Locate each line in the data below that contains the string "eyeglasses" and copy those lines out. Case counts.

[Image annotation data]
....

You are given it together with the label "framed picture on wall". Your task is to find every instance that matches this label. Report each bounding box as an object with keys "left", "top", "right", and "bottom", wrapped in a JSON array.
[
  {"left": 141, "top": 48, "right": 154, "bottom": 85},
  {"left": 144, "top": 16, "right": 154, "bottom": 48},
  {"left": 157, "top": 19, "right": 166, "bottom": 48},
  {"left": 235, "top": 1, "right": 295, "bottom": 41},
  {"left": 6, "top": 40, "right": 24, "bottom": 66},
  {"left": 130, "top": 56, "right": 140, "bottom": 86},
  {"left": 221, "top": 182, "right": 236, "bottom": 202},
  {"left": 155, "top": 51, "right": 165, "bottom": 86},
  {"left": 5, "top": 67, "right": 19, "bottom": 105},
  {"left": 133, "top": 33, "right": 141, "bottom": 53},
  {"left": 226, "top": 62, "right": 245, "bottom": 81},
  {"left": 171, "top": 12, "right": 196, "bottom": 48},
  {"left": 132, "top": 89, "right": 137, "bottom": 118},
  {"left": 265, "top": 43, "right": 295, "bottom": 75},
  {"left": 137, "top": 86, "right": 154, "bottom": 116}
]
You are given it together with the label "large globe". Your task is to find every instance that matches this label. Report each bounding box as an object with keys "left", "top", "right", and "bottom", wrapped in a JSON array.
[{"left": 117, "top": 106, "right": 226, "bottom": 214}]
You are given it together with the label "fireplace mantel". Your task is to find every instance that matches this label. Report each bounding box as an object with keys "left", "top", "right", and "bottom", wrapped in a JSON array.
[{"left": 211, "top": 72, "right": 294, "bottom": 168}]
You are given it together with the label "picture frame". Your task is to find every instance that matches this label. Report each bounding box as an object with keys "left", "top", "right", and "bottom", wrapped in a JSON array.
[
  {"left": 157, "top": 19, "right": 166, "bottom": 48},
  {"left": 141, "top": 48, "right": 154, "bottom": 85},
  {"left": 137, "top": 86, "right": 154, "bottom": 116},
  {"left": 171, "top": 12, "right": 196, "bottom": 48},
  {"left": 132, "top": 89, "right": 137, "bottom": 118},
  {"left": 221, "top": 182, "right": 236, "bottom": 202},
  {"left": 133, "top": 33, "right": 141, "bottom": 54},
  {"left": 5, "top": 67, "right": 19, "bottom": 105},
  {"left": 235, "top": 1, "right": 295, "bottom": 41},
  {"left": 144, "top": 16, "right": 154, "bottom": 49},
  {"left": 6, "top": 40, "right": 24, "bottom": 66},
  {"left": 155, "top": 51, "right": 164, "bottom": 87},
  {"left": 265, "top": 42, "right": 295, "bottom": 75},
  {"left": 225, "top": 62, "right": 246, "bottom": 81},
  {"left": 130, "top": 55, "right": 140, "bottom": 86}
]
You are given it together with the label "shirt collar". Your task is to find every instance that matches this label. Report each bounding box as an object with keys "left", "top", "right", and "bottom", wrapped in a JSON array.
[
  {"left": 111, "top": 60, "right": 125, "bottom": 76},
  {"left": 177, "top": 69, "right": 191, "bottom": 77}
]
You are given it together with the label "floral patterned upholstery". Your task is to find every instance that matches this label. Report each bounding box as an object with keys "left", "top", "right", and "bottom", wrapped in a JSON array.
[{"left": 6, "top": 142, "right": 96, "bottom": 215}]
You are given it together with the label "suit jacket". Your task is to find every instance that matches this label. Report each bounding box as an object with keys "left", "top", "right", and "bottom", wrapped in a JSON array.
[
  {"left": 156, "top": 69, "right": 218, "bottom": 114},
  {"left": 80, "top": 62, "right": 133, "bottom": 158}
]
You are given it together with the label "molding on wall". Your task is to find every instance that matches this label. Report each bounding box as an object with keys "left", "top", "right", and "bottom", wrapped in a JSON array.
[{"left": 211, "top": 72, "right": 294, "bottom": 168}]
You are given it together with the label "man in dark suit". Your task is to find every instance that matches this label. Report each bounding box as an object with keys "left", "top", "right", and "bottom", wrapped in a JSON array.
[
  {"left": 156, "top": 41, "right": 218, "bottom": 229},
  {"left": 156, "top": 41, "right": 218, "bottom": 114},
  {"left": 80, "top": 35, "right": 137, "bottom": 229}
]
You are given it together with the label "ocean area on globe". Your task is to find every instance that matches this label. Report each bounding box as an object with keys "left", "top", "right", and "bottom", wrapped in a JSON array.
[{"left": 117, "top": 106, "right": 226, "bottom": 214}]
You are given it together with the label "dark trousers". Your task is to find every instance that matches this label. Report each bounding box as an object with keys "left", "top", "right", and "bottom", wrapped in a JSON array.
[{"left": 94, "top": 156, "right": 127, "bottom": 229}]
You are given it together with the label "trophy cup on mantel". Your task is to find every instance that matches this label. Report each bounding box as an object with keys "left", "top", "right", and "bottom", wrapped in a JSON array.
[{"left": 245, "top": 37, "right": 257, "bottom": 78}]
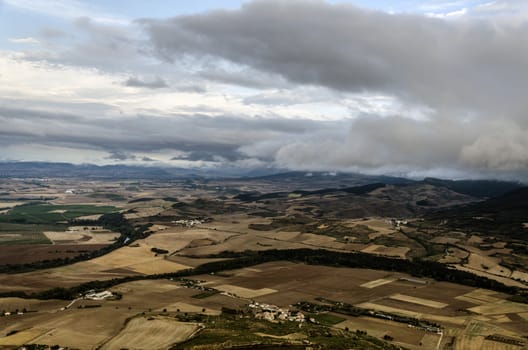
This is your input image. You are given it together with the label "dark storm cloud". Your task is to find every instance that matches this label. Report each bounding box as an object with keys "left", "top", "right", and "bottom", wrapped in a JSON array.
[
  {"left": 142, "top": 0, "right": 528, "bottom": 118},
  {"left": 0, "top": 102, "right": 322, "bottom": 161},
  {"left": 123, "top": 77, "right": 169, "bottom": 89},
  {"left": 106, "top": 151, "right": 137, "bottom": 160}
]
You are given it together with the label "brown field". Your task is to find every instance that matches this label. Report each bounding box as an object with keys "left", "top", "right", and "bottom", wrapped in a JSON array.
[
  {"left": 336, "top": 317, "right": 425, "bottom": 347},
  {"left": 453, "top": 264, "right": 526, "bottom": 288},
  {"left": 465, "top": 253, "right": 511, "bottom": 277},
  {"left": 431, "top": 236, "right": 460, "bottom": 244},
  {"left": 0, "top": 244, "right": 107, "bottom": 265},
  {"left": 454, "top": 336, "right": 521, "bottom": 350},
  {"left": 511, "top": 271, "right": 528, "bottom": 282},
  {"left": 361, "top": 244, "right": 411, "bottom": 259},
  {"left": 102, "top": 316, "right": 199, "bottom": 349},
  {"left": 0, "top": 260, "right": 528, "bottom": 349},
  {"left": 0, "top": 241, "right": 192, "bottom": 291},
  {"left": 0, "top": 202, "right": 24, "bottom": 210},
  {"left": 360, "top": 278, "right": 396, "bottom": 289},
  {"left": 43, "top": 226, "right": 119, "bottom": 245},
  {"left": 389, "top": 294, "right": 447, "bottom": 309},
  {"left": 213, "top": 284, "right": 277, "bottom": 299}
]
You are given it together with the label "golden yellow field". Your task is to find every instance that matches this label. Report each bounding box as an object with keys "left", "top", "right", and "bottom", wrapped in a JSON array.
[
  {"left": 101, "top": 316, "right": 200, "bottom": 350},
  {"left": 214, "top": 284, "right": 277, "bottom": 299},
  {"left": 360, "top": 277, "right": 396, "bottom": 289},
  {"left": 389, "top": 294, "right": 447, "bottom": 309}
]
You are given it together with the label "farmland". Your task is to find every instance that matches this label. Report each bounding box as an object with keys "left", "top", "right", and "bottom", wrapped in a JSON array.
[{"left": 0, "top": 176, "right": 528, "bottom": 350}]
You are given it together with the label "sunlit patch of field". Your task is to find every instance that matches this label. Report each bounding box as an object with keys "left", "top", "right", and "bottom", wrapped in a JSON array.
[
  {"left": 511, "top": 271, "right": 528, "bottom": 282},
  {"left": 453, "top": 264, "right": 526, "bottom": 288},
  {"left": 456, "top": 289, "right": 504, "bottom": 305},
  {"left": 468, "top": 300, "right": 528, "bottom": 316},
  {"left": 357, "top": 302, "right": 467, "bottom": 325},
  {"left": 102, "top": 316, "right": 199, "bottom": 349},
  {"left": 214, "top": 284, "right": 277, "bottom": 299},
  {"left": 431, "top": 236, "right": 460, "bottom": 244},
  {"left": 466, "top": 253, "right": 511, "bottom": 277},
  {"left": 389, "top": 293, "right": 448, "bottom": 309},
  {"left": 361, "top": 244, "right": 411, "bottom": 259},
  {"left": 0, "top": 328, "right": 49, "bottom": 346},
  {"left": 159, "top": 301, "right": 222, "bottom": 316},
  {"left": 0, "top": 202, "right": 24, "bottom": 210},
  {"left": 360, "top": 277, "right": 396, "bottom": 289},
  {"left": 43, "top": 226, "right": 119, "bottom": 244},
  {"left": 335, "top": 317, "right": 424, "bottom": 347},
  {"left": 454, "top": 336, "right": 520, "bottom": 350}
]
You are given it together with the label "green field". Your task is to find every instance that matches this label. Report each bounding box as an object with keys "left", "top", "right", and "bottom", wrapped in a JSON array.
[
  {"left": 0, "top": 204, "right": 116, "bottom": 224},
  {"left": 0, "top": 223, "right": 55, "bottom": 245}
]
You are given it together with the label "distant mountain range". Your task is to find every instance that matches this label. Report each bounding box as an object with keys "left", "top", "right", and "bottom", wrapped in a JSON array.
[{"left": 0, "top": 162, "right": 522, "bottom": 198}]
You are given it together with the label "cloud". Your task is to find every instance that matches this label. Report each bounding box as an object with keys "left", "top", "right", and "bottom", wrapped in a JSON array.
[
  {"left": 7, "top": 37, "right": 40, "bottom": 44},
  {"left": 142, "top": 0, "right": 528, "bottom": 118},
  {"left": 3, "top": 0, "right": 129, "bottom": 25},
  {"left": 123, "top": 77, "right": 169, "bottom": 89},
  {"left": 0, "top": 0, "right": 528, "bottom": 179},
  {"left": 106, "top": 151, "right": 137, "bottom": 161}
]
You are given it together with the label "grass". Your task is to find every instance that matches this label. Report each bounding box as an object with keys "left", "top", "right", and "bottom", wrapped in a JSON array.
[
  {"left": 312, "top": 313, "right": 346, "bottom": 326},
  {"left": 173, "top": 314, "right": 397, "bottom": 350},
  {"left": 0, "top": 204, "right": 116, "bottom": 224},
  {"left": 0, "top": 223, "right": 56, "bottom": 245},
  {"left": 89, "top": 192, "right": 126, "bottom": 201}
]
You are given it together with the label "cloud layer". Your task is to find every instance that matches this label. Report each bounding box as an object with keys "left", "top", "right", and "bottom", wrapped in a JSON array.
[{"left": 0, "top": 0, "right": 528, "bottom": 180}]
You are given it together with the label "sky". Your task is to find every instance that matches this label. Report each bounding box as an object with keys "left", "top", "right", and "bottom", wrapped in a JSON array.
[{"left": 0, "top": 0, "right": 528, "bottom": 181}]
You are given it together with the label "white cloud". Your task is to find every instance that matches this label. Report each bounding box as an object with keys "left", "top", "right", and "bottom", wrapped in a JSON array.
[
  {"left": 3, "top": 0, "right": 130, "bottom": 25},
  {"left": 7, "top": 37, "right": 40, "bottom": 44}
]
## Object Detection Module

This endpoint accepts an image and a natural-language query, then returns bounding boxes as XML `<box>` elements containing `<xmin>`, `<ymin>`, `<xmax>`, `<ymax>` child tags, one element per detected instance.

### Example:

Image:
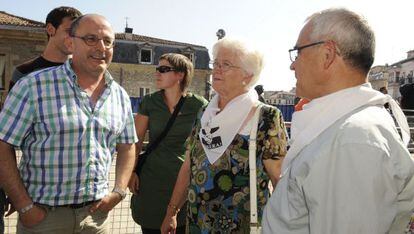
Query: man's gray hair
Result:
<box><xmin>307</xmin><ymin>8</ymin><xmax>375</xmax><ymax>73</ymax></box>
<box><xmin>213</xmin><ymin>37</ymin><xmax>263</xmax><ymax>88</ymax></box>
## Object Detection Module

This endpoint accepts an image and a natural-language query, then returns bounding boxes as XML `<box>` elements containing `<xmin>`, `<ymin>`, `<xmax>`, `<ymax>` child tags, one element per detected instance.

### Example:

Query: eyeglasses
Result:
<box><xmin>289</xmin><ymin>41</ymin><xmax>325</xmax><ymax>62</ymax></box>
<box><xmin>210</xmin><ymin>61</ymin><xmax>240</xmax><ymax>72</ymax></box>
<box><xmin>155</xmin><ymin>66</ymin><xmax>176</xmax><ymax>73</ymax></box>
<box><xmin>70</xmin><ymin>35</ymin><xmax>114</xmax><ymax>49</ymax></box>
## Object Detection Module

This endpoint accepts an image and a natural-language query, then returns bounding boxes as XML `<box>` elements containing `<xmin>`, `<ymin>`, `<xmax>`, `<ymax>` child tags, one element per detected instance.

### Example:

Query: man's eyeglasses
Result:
<box><xmin>71</xmin><ymin>35</ymin><xmax>114</xmax><ymax>49</ymax></box>
<box><xmin>155</xmin><ymin>66</ymin><xmax>176</xmax><ymax>73</ymax></box>
<box><xmin>210</xmin><ymin>61</ymin><xmax>240</xmax><ymax>72</ymax></box>
<box><xmin>289</xmin><ymin>41</ymin><xmax>325</xmax><ymax>62</ymax></box>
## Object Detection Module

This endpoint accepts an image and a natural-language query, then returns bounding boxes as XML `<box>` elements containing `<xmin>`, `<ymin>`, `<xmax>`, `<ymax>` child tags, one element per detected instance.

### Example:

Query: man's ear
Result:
<box><xmin>46</xmin><ymin>23</ymin><xmax>56</xmax><ymax>37</ymax></box>
<box><xmin>63</xmin><ymin>36</ymin><xmax>74</xmax><ymax>54</ymax></box>
<box><xmin>323</xmin><ymin>41</ymin><xmax>339</xmax><ymax>69</ymax></box>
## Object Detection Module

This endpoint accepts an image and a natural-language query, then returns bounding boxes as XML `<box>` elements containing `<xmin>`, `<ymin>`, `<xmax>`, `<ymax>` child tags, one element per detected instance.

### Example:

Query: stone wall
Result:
<box><xmin>0</xmin><ymin>29</ymin><xmax>47</xmax><ymax>107</ymax></box>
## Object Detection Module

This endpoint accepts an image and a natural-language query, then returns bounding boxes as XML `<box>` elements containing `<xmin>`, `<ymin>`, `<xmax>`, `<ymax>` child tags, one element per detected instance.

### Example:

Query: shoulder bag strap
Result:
<box><xmin>145</xmin><ymin>96</ymin><xmax>185</xmax><ymax>153</ymax></box>
<box><xmin>249</xmin><ymin>104</ymin><xmax>262</xmax><ymax>233</ymax></box>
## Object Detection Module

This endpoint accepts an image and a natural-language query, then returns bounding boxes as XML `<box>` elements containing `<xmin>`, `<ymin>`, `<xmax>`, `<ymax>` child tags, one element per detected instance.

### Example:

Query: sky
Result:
<box><xmin>0</xmin><ymin>0</ymin><xmax>414</xmax><ymax>91</ymax></box>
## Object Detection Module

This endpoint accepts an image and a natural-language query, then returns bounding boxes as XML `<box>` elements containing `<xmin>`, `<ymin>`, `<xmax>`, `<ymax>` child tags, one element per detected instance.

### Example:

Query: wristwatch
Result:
<box><xmin>112</xmin><ymin>186</ymin><xmax>126</xmax><ymax>200</ymax></box>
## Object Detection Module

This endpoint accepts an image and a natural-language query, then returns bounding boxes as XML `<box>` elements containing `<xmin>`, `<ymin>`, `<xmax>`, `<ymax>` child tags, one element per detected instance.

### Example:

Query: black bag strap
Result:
<box><xmin>145</xmin><ymin>96</ymin><xmax>185</xmax><ymax>155</ymax></box>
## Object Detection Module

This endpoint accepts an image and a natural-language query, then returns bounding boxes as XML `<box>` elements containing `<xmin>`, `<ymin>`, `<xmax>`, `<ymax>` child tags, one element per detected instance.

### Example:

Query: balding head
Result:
<box><xmin>69</xmin><ymin>14</ymin><xmax>113</xmax><ymax>36</ymax></box>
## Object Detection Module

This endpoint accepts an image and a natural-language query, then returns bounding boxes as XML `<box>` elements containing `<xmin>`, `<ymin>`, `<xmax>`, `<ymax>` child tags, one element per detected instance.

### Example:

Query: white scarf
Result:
<box><xmin>198</xmin><ymin>90</ymin><xmax>258</xmax><ymax>164</ymax></box>
<box><xmin>282</xmin><ymin>83</ymin><xmax>410</xmax><ymax>176</ymax></box>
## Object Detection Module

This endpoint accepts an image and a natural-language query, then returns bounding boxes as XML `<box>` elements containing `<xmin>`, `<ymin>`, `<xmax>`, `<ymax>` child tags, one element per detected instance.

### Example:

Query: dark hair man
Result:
<box><xmin>9</xmin><ymin>6</ymin><xmax>82</xmax><ymax>90</ymax></box>
<box><xmin>0</xmin><ymin>14</ymin><xmax>138</xmax><ymax>233</ymax></box>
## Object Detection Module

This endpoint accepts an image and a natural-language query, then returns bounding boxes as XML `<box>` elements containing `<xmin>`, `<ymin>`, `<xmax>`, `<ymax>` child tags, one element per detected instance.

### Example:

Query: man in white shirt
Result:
<box><xmin>262</xmin><ymin>9</ymin><xmax>414</xmax><ymax>234</ymax></box>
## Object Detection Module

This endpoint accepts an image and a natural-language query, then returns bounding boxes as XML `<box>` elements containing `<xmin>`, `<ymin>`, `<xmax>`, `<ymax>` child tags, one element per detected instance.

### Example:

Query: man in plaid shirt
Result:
<box><xmin>0</xmin><ymin>14</ymin><xmax>138</xmax><ymax>233</ymax></box>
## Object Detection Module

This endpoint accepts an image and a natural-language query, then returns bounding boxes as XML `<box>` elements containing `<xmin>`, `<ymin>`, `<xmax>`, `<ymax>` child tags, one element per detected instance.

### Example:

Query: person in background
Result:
<box><xmin>161</xmin><ymin>37</ymin><xmax>287</xmax><ymax>233</ymax></box>
<box><xmin>0</xmin><ymin>14</ymin><xmax>138</xmax><ymax>233</ymax></box>
<box><xmin>262</xmin><ymin>8</ymin><xmax>414</xmax><ymax>234</ymax></box>
<box><xmin>9</xmin><ymin>6</ymin><xmax>82</xmax><ymax>90</ymax></box>
<box><xmin>129</xmin><ymin>53</ymin><xmax>207</xmax><ymax>234</ymax></box>
<box><xmin>254</xmin><ymin>85</ymin><xmax>266</xmax><ymax>103</ymax></box>
<box><xmin>0</xmin><ymin>6</ymin><xmax>82</xmax><ymax>233</ymax></box>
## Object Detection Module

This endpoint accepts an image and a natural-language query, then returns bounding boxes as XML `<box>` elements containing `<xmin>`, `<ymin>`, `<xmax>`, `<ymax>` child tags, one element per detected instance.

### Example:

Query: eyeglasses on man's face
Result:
<box><xmin>155</xmin><ymin>66</ymin><xmax>176</xmax><ymax>73</ymax></box>
<box><xmin>210</xmin><ymin>61</ymin><xmax>240</xmax><ymax>72</ymax></box>
<box><xmin>289</xmin><ymin>41</ymin><xmax>325</xmax><ymax>62</ymax></box>
<box><xmin>71</xmin><ymin>35</ymin><xmax>114</xmax><ymax>49</ymax></box>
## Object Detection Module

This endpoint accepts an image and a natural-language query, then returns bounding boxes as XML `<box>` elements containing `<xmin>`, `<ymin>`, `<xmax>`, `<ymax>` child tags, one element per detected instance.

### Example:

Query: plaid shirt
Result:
<box><xmin>0</xmin><ymin>60</ymin><xmax>138</xmax><ymax>206</ymax></box>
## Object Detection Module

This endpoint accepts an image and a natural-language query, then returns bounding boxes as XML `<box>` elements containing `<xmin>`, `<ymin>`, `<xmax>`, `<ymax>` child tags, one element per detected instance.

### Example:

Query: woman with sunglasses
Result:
<box><xmin>128</xmin><ymin>53</ymin><xmax>207</xmax><ymax>234</ymax></box>
<box><xmin>161</xmin><ymin>38</ymin><xmax>287</xmax><ymax>233</ymax></box>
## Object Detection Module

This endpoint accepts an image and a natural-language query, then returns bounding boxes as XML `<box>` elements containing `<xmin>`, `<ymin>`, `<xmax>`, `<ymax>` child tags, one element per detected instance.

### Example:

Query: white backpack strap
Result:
<box><xmin>249</xmin><ymin>104</ymin><xmax>262</xmax><ymax>233</ymax></box>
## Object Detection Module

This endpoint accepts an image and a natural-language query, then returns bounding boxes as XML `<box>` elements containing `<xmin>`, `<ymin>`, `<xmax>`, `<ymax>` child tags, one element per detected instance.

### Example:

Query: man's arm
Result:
<box><xmin>0</xmin><ymin>141</ymin><xmax>32</xmax><ymax>210</ymax></box>
<box><xmin>115</xmin><ymin>144</ymin><xmax>135</xmax><ymax>190</ymax></box>
<box><xmin>89</xmin><ymin>144</ymin><xmax>135</xmax><ymax>213</ymax></box>
<box><xmin>0</xmin><ymin>141</ymin><xmax>46</xmax><ymax>227</ymax></box>
<box><xmin>304</xmin><ymin>143</ymin><xmax>401</xmax><ymax>234</ymax></box>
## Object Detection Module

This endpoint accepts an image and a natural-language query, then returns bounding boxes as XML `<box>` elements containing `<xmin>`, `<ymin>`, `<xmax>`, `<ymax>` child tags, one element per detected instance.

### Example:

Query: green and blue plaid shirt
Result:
<box><xmin>0</xmin><ymin>60</ymin><xmax>138</xmax><ymax>206</ymax></box>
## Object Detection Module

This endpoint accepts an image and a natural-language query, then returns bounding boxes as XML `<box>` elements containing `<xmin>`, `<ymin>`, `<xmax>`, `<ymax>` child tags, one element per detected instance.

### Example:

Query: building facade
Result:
<box><xmin>0</xmin><ymin>11</ymin><xmax>211</xmax><ymax>110</ymax></box>
<box><xmin>388</xmin><ymin>50</ymin><xmax>414</xmax><ymax>100</ymax></box>
<box><xmin>109</xmin><ymin>28</ymin><xmax>211</xmax><ymax>109</ymax></box>
<box><xmin>368</xmin><ymin>65</ymin><xmax>389</xmax><ymax>90</ymax></box>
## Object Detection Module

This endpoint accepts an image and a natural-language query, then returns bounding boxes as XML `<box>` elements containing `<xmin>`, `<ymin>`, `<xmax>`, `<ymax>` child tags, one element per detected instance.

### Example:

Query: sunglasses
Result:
<box><xmin>155</xmin><ymin>66</ymin><xmax>176</xmax><ymax>73</ymax></box>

....

### Response to the exercise
Query: eyeglasses
Query: man's eyeglasses
Query: eyeglasses on man's face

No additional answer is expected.